The Conservation Committee informs and educates Club members on conservation needs and activities of our town, state and nation, and educates individual members on conservation principles and practices.
2016-17 Conservation Chairs: Kim Gregory, Polly Hanson
Choose native plants in your yard or container garden to create a habitat for birds, butterflies and bees. Native plants provide shelter and essential food, and also help improve local watersheds and mitigate climate change.
Learn more about native plants for birds from CT Audubon or search the Audubon plant database.
Learn more about butterflies and butterfly gardening through the Xerces Society.
List of butterfly nectar and larval food sources from Natureworks Garden Center.
Three easy steps to help bees and butterflies from the Xerces Society.
Conservation Committee Annual Report (2016)
On January 28, 2016, The Greenwich Garden Club Conservation Committee launched the first in its series of “pollinator potlucks” at The Audubon Center Greenwich 613 Riversville Road with 80 guests. Dr. Michelle Frankel, Director of Audubon Greenwich and statewide team leader for Audubon Connecticut’s Bird-Friendly Communities program, addressed the audience. Dr. Frankel explained about Audubon’s “Bird-Friendly Communities” program that works with communities in Greenwich and across Connecticut to create healthy habitats in parks, schoolyards and residential yards. Participants learned about the relationship between native plants and native pollinators and other wildlife and simple actions they can take in their own yards to make them healthier places for both wildlife and people. Participants also got a preview of the soon-to-launch campaign by National Audubon Society to create the World’s Largest Bird Sanctuary – and how they can be a part of it.

------------------------------

[Short task 1]: In two sentences, summarize the garden club conservation page above.

------------------------------

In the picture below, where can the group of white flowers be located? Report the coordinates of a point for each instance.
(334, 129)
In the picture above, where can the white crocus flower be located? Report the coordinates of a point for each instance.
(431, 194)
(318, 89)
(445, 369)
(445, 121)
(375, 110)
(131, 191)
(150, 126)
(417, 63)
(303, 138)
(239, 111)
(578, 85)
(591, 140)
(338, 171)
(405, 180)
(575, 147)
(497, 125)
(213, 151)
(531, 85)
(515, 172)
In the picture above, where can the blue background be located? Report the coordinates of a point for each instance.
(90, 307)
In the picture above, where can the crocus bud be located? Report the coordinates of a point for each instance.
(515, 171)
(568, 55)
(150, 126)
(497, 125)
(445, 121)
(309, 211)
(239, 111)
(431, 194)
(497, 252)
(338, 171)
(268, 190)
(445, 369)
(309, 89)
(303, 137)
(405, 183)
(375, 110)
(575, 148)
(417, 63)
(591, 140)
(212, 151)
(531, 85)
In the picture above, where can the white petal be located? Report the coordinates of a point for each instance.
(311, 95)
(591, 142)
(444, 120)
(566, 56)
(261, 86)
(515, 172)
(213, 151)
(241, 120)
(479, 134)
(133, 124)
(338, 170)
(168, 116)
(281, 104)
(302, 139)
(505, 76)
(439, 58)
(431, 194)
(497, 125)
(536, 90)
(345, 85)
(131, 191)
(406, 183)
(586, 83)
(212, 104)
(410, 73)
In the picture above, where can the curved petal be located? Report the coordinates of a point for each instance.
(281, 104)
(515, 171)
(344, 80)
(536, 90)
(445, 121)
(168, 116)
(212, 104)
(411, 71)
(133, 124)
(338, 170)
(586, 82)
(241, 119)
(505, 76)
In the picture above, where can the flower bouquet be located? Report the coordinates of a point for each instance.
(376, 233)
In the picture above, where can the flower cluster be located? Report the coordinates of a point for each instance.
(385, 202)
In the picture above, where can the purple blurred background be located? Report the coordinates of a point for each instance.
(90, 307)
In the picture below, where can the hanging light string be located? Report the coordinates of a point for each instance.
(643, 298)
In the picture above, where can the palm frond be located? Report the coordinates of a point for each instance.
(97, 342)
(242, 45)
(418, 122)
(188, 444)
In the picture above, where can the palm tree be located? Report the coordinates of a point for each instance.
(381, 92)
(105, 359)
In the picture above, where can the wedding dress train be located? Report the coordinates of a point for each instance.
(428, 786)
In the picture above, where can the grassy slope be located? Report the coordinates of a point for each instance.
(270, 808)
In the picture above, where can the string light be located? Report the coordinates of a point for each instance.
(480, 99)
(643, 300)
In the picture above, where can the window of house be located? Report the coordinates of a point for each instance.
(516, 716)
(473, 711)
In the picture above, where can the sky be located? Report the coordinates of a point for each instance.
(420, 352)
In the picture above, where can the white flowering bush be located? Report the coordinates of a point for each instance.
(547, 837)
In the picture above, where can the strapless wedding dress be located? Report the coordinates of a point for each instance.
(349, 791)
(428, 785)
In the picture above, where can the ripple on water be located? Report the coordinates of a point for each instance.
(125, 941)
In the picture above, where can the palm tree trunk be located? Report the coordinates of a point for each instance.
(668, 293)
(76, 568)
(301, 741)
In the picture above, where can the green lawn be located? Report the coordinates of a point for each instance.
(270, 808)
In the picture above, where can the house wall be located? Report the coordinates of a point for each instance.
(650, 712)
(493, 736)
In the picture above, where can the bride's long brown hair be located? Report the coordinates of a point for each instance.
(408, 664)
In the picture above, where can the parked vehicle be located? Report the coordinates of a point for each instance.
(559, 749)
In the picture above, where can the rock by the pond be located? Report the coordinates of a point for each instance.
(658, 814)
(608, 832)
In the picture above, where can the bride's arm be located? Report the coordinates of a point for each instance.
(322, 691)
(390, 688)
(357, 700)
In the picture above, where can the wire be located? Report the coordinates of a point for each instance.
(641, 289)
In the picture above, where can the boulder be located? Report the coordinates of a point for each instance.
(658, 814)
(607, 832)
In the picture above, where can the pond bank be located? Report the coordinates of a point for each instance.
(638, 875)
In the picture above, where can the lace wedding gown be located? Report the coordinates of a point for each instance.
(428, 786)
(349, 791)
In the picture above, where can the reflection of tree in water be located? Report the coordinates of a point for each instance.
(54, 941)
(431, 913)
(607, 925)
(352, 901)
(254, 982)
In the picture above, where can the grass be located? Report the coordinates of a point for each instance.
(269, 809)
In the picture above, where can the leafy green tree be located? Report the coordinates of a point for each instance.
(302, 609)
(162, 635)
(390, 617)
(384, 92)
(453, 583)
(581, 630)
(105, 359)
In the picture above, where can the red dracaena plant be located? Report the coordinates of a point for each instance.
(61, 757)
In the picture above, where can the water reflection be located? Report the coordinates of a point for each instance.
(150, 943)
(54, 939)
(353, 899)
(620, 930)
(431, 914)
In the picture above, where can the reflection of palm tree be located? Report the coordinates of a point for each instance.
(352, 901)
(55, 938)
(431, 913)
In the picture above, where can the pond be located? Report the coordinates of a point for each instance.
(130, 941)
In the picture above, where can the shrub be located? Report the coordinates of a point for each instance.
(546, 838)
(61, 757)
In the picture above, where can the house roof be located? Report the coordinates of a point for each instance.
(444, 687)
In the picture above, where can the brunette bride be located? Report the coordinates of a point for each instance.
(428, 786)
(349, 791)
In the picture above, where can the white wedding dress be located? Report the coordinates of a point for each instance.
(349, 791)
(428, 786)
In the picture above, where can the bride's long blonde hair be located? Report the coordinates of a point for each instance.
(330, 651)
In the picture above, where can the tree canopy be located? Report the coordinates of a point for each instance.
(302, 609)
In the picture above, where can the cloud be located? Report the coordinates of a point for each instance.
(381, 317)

------------------------------

[Short task 2]: Reproduce word for word the lines of the records that start with the line containing "In the picture above, where can the shrub" and run through the end of the records, including both ends.

[Right answer 1]: The Conservation Committee educates Club members on conservation and urges them to choose native plants, which give birds, butterflies and bees shelter and food while helping local watersheds and mitigating climate change. Its 2016 annual report describes the first "pollinator potluck," held on January 28, 2016, at The Audubon Center Greenwich with 80 guests, where Dr. Michelle Frankel explained Audubon's "Bird-Friendly Communities" program and participants learned how native plants relate to native pollinators and other wildlife.

[Right answer 2]:
In the picture above, where can the shrub be located? Report the coordinates of a point for each instance.
(546, 838)
(61, 757)
In the picture above, where can the house roof be located? Report the coordinates of a point for each instance.
(444, 687)
In the picture above, where can the brunette bride be located? Report the coordinates of a point for each instance.
(428, 786)
(349, 791)
In the picture above, where can the white wedding dress be located? Report the coordinates of a point for each instance.
(349, 791)
(428, 786)
In the picture above, where can the bride's long blonde hair be located? Report the coordinates of a point for each instance.
(330, 651)
In the picture above, where can the tree canopy be located? Report the coordinates of a point for each instance.
(302, 609)
In the picture above, where can the cloud be located? Report the coordinates of a point for each instance.
(381, 317)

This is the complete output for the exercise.